— start SOURCE EXTRACT —

Sunday, April 22, 2012

all I am.

[bare with me. it's gonna be longgggg.]

This week has probably been one of the hardest weeks of my life EVER. Forget that. The past 20 days have probably been the hardest, most stressful, 20 day of my entire life. [I'm almost 15.]

but, through these 20 days, my love for Jesus has grown so much stronger.
my faith in Him has become more evident.
and I have been learning just how sweet it is to trust in Jesus.
all I am is His. 

On Monday, April 2nd, my Dad sat my sisters & me down to tell us my Dad had an interview with Seminole ISD. My parents promised us we wouldn't be moving. If my Dad was offered the job, he would drive 40 miles from Lamesa everyday. Everything would still be 'normal.'

yeah.... okay. Normal??? sure.

Last semester, the possibility of moving had crossed my mind & I struggled with the idea, but ultimately, I gave it to God.
his will.
his way.

I didn't freak out though because it was just an interview. I did however, ask a good friend, a good brother in Christ, to pray for us. to pray for God's will. I am thankful that he has been praying.


Other than praying, I didn't really think about the issue. I was distracted at almost all times. You see, I've had two school competitions I was preparing for at the beginning of April.
State FCCLA. & State Community Problem Solving.
I prayed for God to have His way. & that was that.
I didn't really worry about the possibility of my Dad getting the job... or the possibility of moving.
That is, until after State weekend. [both competitions were the same weekend.]


I got back late Saturday, April 14th. My Dad went as a sponsor on the trip, & I'd overheard him talking about being offered the job. I confided in the same friend who has been praying, that Sunday. Then Monday night, my parents told us he had been offered a job & Seminole was offering my Mom a job as well.


hmmmmmmmmmmmmm..... that's when the fear kicked in. the fear of the possibility of moving.
 that's when the hardest week EVER began.

I've lived in Lamesa since I was 6 weeks old. I love this little town. This is home. 
I have my whole high school career planned out here. I knew the classes I was going to take every year. I had goals set in all of the extracurricular activities I'm in. I've been working really hard to become valedictorian of Lamesa's Class of 2015 as well. [I've been brainstorming speech ideas since 7th grade.] As for after high school, God could do what He wants... but I guess I've always considered high school being in my own hands, not His.

— end SOURCE EXTRACT —
— start DATASET ENTRIES —

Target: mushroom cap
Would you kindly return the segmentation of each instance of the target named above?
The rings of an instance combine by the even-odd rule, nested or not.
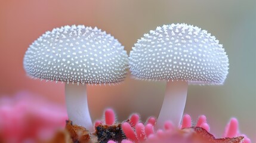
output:
[[[117,39],[83,25],[47,32],[29,46],[23,60],[33,77],[78,84],[122,81],[128,64],[127,52]]]
[[[129,60],[132,75],[139,79],[221,85],[229,69],[227,55],[218,41],[207,31],[184,23],[164,25],[144,34]]]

— end DATASET ENTRIES —

▶ ACTIONS TO TAKE
- 1) According to the blog post, why did the writer hardly think about the possible move in early April? Answer in one to three sentences.
- 2) Summarize the blog post in three sentences.

▶ SOLUTIONS TO EACH TASK
- 1) The writer was distracted almost all the time while preparing for two school competitions at the beginning of April: State FCCLA and State Community Problem Solving. Beyond praying for God to have His way, the writer left the matter there.

- 2) The writer, almost 15, calls the past 20 days the hardest and most stressful of their life, yet says their love for and trust in Jesus grew stronger through them. After hearing on April 2 about the father's interview with Seminole ISD and being promised they wouldn't move, the writer stayed busy with two state competitions, but fear of moving set in once the parents said the father had been offered the job and Seminole was offering the mother one as well. The writer has lived in Lamesa since six weeks old, loves it as home, and had all of high school planned there, including working to become valedictorian of the Class of 2015.